>>>>

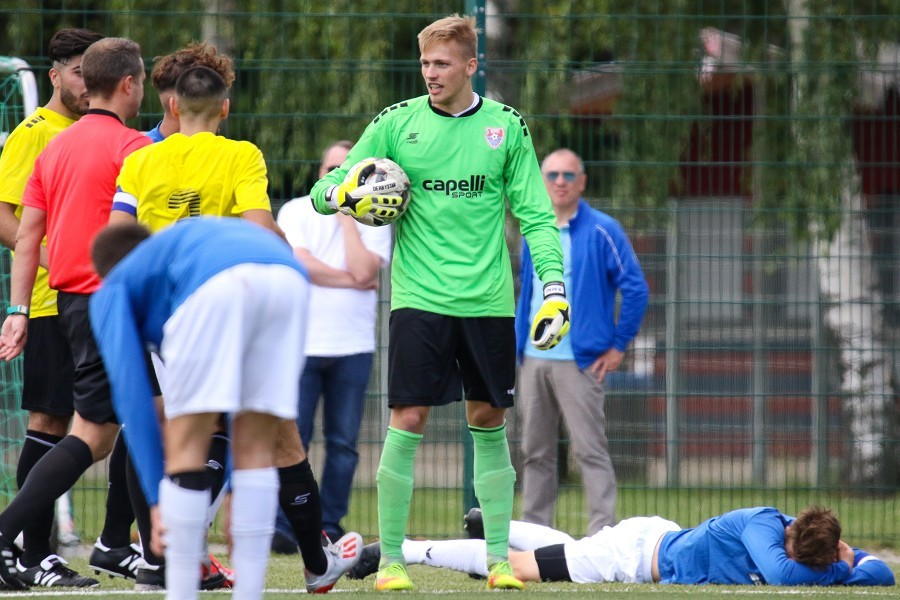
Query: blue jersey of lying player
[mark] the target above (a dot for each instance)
(747, 546)
(141, 293)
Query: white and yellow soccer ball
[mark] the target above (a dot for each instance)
(383, 180)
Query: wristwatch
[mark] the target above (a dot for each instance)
(17, 309)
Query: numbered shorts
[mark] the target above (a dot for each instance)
(623, 553)
(433, 359)
(236, 343)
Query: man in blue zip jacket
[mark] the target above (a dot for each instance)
(567, 380)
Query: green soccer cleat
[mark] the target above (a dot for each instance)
(393, 578)
(500, 577)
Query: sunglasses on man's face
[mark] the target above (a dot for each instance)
(569, 176)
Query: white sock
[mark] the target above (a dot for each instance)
(468, 556)
(183, 512)
(254, 501)
(528, 536)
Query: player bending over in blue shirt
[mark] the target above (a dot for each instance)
(746, 546)
(224, 302)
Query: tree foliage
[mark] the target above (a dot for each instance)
(310, 71)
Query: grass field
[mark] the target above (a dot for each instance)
(285, 580)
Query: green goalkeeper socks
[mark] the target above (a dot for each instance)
(395, 485)
(494, 481)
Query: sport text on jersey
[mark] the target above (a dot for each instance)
(473, 187)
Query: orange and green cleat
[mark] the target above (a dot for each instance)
(500, 577)
(393, 578)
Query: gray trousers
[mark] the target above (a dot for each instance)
(548, 390)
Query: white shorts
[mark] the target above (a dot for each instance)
(236, 344)
(617, 554)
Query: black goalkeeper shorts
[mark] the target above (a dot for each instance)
(435, 359)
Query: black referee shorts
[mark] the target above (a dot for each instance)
(435, 359)
(47, 369)
(92, 397)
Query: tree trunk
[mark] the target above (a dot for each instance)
(852, 310)
(852, 307)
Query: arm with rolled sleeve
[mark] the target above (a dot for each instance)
(531, 206)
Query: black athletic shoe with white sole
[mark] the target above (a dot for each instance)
(9, 573)
(116, 562)
(53, 572)
(152, 578)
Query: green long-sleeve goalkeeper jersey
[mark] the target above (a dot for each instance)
(450, 255)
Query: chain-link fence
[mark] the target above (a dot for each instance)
(750, 150)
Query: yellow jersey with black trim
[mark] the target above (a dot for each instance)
(22, 147)
(190, 176)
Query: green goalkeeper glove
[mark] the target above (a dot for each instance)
(357, 198)
(551, 322)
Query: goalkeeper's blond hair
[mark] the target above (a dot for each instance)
(455, 28)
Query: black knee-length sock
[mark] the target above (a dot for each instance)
(299, 499)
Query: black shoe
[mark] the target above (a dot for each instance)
(53, 572)
(9, 574)
(367, 563)
(116, 562)
(283, 544)
(150, 578)
(473, 524)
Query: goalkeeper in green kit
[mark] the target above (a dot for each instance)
(452, 304)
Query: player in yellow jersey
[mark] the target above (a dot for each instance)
(195, 173)
(47, 364)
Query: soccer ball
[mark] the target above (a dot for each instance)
(386, 178)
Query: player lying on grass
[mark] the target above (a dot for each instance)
(746, 546)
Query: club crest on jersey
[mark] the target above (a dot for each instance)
(494, 136)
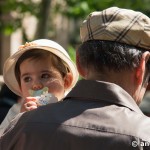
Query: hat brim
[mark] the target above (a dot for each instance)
(9, 67)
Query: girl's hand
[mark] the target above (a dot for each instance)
(29, 104)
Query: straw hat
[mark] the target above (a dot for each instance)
(44, 44)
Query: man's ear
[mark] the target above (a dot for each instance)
(68, 80)
(82, 71)
(140, 71)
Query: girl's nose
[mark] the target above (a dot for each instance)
(37, 86)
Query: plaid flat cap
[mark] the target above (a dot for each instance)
(116, 24)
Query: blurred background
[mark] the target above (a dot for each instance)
(59, 20)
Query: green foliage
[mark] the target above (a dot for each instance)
(12, 13)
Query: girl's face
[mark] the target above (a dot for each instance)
(36, 74)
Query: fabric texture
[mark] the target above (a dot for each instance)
(94, 115)
(116, 24)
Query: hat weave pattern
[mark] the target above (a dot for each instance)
(116, 24)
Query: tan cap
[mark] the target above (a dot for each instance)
(120, 25)
(43, 44)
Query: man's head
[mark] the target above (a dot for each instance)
(115, 48)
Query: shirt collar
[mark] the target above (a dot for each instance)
(98, 91)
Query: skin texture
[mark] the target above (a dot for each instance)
(133, 81)
(36, 74)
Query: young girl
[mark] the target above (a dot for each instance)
(41, 64)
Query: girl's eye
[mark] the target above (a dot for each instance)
(27, 79)
(45, 76)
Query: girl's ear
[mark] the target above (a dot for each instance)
(140, 71)
(81, 70)
(68, 80)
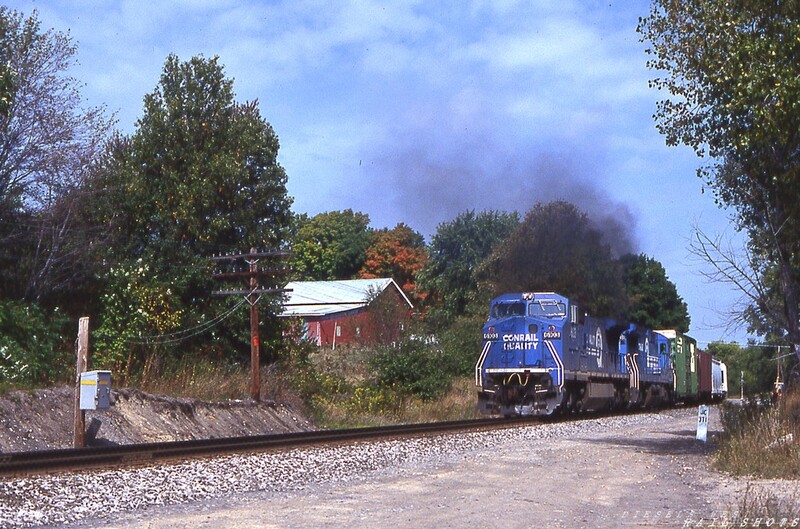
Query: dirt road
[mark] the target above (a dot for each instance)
(640, 475)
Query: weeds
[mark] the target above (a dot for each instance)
(761, 440)
(760, 507)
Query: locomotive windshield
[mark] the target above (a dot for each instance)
(504, 310)
(547, 308)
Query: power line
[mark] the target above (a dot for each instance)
(185, 334)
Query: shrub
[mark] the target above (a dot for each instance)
(414, 367)
(461, 344)
(32, 350)
(760, 439)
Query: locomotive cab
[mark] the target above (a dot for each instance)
(520, 371)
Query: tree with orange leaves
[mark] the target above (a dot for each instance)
(398, 253)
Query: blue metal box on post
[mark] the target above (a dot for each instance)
(95, 390)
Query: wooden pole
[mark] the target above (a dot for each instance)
(255, 355)
(80, 367)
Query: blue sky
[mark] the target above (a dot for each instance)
(415, 111)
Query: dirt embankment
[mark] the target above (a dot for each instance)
(43, 419)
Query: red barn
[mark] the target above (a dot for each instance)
(356, 311)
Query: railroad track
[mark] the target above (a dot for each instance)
(48, 461)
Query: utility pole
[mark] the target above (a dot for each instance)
(82, 362)
(253, 295)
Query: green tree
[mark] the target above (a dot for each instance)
(48, 143)
(456, 251)
(331, 245)
(398, 253)
(653, 299)
(199, 176)
(555, 248)
(733, 79)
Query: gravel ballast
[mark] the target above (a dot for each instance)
(534, 456)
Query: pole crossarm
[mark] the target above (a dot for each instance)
(267, 291)
(234, 257)
(253, 293)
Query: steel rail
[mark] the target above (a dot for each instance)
(120, 456)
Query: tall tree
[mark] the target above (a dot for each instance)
(398, 253)
(653, 299)
(555, 248)
(48, 142)
(732, 73)
(200, 175)
(331, 245)
(456, 250)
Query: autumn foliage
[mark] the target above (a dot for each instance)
(398, 253)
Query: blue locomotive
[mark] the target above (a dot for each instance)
(542, 355)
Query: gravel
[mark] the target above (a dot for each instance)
(97, 495)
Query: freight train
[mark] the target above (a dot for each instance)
(542, 356)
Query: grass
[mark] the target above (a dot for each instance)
(334, 388)
(761, 507)
(762, 441)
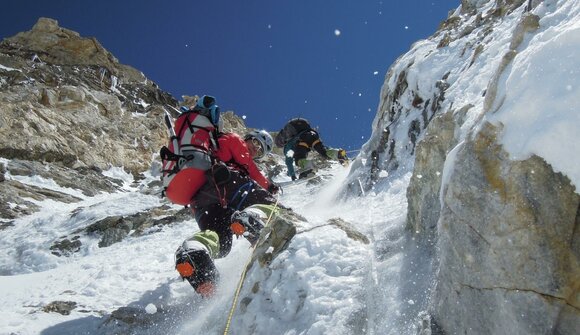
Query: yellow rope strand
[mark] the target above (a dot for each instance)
(243, 276)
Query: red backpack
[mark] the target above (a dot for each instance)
(190, 153)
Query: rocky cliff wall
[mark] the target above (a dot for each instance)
(500, 234)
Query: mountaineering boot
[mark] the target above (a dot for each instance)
(194, 263)
(247, 223)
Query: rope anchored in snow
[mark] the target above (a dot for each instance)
(243, 276)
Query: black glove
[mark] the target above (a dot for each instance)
(273, 188)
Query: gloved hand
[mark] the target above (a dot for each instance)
(273, 188)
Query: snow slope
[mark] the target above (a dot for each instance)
(325, 281)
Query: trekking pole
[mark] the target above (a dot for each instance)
(243, 276)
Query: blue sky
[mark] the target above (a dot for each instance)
(268, 61)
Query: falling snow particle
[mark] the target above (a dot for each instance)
(151, 309)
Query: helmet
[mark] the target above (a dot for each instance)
(265, 140)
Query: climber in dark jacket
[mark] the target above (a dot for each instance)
(235, 185)
(298, 139)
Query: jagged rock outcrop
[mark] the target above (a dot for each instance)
(66, 99)
(68, 111)
(499, 237)
(513, 242)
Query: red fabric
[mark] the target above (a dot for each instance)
(232, 148)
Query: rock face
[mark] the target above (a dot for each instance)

<<<<

Search the listing above for the lines with "Query: sunglasses on man's face" and "Query: grass field", then output those lines and all lines between them exactly.

• [Reply to the exercise]
Query: sunglasses on man's face
[mark] the target above (a dot for each instance)
(569, 176)
Query: white sock
[mark] the target above (a dot for each instance)
(468, 556)
(183, 512)
(254, 501)
(528, 536)
Query: player bending over in blue shirt
[mark] the target above (a dot for each instance)
(746, 546)
(224, 302)
Query: tree foliage
[mark] the target above (a dot for each instance)
(310, 71)
Query: grass field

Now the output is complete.